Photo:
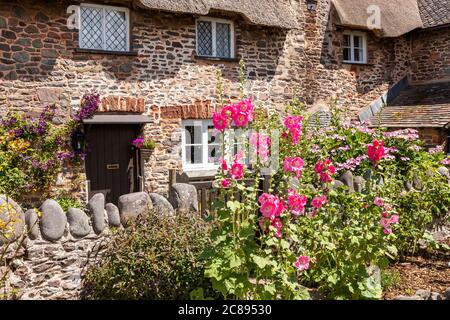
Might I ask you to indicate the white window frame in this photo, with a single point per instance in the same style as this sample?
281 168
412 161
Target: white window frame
205 165
352 48
214 22
103 7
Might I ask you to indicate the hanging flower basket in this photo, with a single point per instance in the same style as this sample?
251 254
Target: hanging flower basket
145 146
146 154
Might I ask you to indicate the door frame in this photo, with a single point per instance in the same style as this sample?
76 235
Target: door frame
138 165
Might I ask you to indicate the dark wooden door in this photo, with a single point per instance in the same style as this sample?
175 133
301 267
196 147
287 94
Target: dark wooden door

-*-*-

Exercise objective: Output the listing above exactly as it stands; no picture should appear.

Result of the exercise:
Photo:
Might I ask you to indicate the white window frame in this photo, with a single point per instance in the same style as this sample?
281 168
412 161
Target: white window frame
205 165
352 48
214 22
103 7
Might I ask you to indicate the hanging flower basket in this photo, with a single point per instance in the same style as this sample?
251 254
Target: hanging flower basket
145 146
146 154
Might I ask you to indicate the door frame in this photo, with a single point per instance in the same style as this sample?
76 235
Target: door frame
138 165
Might I ask you to indicate the dark wooden door in this photo, with a single point per instance in the same style as this sample?
175 133
301 267
196 147
287 94
Target: dark wooden door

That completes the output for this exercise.